— begin —
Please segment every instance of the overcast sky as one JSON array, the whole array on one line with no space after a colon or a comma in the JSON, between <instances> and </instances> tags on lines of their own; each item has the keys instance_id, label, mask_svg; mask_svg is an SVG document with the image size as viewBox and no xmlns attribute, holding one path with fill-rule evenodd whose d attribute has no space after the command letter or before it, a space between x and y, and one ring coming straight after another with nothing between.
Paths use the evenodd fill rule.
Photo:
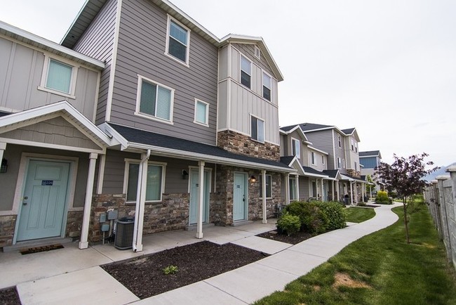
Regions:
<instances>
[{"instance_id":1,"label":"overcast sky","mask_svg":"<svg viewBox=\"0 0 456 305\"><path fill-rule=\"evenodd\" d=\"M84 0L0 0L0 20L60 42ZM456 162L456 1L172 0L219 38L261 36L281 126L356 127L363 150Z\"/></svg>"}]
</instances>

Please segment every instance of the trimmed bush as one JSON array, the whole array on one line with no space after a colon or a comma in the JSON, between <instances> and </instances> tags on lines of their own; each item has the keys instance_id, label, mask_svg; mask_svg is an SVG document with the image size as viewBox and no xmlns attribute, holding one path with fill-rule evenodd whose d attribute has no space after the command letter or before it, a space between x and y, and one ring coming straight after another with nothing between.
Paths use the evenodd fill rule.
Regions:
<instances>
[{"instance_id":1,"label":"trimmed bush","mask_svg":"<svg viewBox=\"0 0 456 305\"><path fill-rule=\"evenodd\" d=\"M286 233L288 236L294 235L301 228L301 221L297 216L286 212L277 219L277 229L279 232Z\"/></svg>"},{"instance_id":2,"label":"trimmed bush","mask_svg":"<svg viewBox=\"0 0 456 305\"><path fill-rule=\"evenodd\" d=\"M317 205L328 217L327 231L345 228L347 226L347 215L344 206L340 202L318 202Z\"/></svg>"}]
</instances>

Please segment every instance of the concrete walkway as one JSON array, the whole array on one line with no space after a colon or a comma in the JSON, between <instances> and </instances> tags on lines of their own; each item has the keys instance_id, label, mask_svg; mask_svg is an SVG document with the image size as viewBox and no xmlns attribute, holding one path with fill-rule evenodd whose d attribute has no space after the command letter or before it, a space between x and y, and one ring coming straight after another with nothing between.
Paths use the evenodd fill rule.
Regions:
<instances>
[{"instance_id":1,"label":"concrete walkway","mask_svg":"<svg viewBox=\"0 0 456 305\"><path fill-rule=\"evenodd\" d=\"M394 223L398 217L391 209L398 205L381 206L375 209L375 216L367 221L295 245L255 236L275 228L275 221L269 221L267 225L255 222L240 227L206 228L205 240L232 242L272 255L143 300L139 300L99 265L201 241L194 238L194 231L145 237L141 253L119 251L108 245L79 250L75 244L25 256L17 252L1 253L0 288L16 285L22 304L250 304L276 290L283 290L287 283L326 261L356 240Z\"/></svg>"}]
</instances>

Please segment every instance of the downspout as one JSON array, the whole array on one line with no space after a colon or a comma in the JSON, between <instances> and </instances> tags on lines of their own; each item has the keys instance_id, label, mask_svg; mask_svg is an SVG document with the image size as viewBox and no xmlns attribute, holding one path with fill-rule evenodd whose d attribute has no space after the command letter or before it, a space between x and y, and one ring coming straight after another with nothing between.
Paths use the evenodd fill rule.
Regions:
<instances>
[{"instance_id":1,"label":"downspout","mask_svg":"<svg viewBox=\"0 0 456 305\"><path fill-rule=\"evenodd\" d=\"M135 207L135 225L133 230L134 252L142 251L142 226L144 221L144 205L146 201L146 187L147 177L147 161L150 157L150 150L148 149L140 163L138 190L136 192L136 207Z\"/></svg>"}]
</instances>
— end —
Directions: Reproduce all of the rows above verbatim, omitting the picture.

Result of this exercise:
Please segment every instance of the overcast sky as one JSON array, the whole array on one line with no space after a colon or a comma in the JSON, between <instances> and </instances> tags on lines of their own; each item has the keys instance_id, label, mask_svg; mask_svg is an SVG document with the image size as viewBox and no xmlns attribute, holding one path with fill-rule evenodd whose d attribute has no space after the command letter or before it, a space between x and y, and one ring coming straight after another with nothing between.
Paths use the evenodd fill rule.
Photo:
Regions:
<instances>
[{"instance_id":1,"label":"overcast sky","mask_svg":"<svg viewBox=\"0 0 456 305\"><path fill-rule=\"evenodd\" d=\"M84 0L0 0L0 20L60 42ZM456 162L456 1L172 0L219 38L261 36L281 126L356 127L363 150Z\"/></svg>"}]
</instances>

Please segment every instance of the trimmed bush as one JSON array, the whole array on one line with no space after a colon or a comma in the JSON, between <instances> and </instances> tags on lines of their own; each item has the keys instance_id, label, mask_svg; mask_svg is an SVG document with the image size as viewBox and no xmlns attribute, holding one path with fill-rule evenodd whose d attribute has no space after the command letter or before it, a space between x and y, and one ring coming straight after another with nothing between.
Paths use the evenodd fill rule.
Regions:
<instances>
[{"instance_id":1,"label":"trimmed bush","mask_svg":"<svg viewBox=\"0 0 456 305\"><path fill-rule=\"evenodd\" d=\"M286 233L288 236L294 235L301 228L301 221L297 216L286 212L277 219L277 229L279 232Z\"/></svg>"},{"instance_id":2,"label":"trimmed bush","mask_svg":"<svg viewBox=\"0 0 456 305\"><path fill-rule=\"evenodd\" d=\"M317 205L328 217L327 231L345 228L347 226L347 215L344 206L340 202L318 202Z\"/></svg>"}]
</instances>

Please segment every instance of the concrete walkway as one JSON array, the whole array on one line with no space after a colon or a comma in the JSON, between <instances> and </instances> tags on lines of their own; each item has the keys instance_id, label, mask_svg; mask_svg is an SVG document with the image size as viewBox and no xmlns attribute, holding one path with fill-rule evenodd whose d attribute has no space after the command letter or before it, a space between x and y, and one ring coming straight after another with nothing between.
Paths use the evenodd fill rule.
Regions:
<instances>
[{"instance_id":1,"label":"concrete walkway","mask_svg":"<svg viewBox=\"0 0 456 305\"><path fill-rule=\"evenodd\" d=\"M394 223L398 217L391 209L398 205L381 206L375 209L375 216L367 221L295 245L255 236L275 228L275 221L269 221L267 225L255 222L240 227L206 228L205 240L232 242L272 255L143 300L139 300L99 265L201 241L194 238L194 231L145 237L141 253L119 251L108 245L79 250L75 244L25 256L17 252L1 253L0 288L16 285L22 304L250 304L276 290L283 290L287 283L326 261L356 240Z\"/></svg>"}]
</instances>

Please segment every instance of the downspout as one JSON array, the whole array on one line with no space after a colon or a comma in the JSON, between <instances> and </instances> tags on lines of their own; each item has the keys instance_id, label, mask_svg; mask_svg is an SVG document with the image size as viewBox and no xmlns attribute, holding one path with fill-rule evenodd whose d attribute has no space after the command letter or before it, a space between x and y, and one ring coming straight after another with nothing between.
Paths use the evenodd fill rule.
Regions:
<instances>
[{"instance_id":1,"label":"downspout","mask_svg":"<svg viewBox=\"0 0 456 305\"><path fill-rule=\"evenodd\" d=\"M135 207L135 225L133 230L134 252L142 251L142 226L144 221L144 205L146 201L146 187L147 177L147 161L150 157L150 150L148 149L140 163L138 190L136 192L136 207Z\"/></svg>"}]
</instances>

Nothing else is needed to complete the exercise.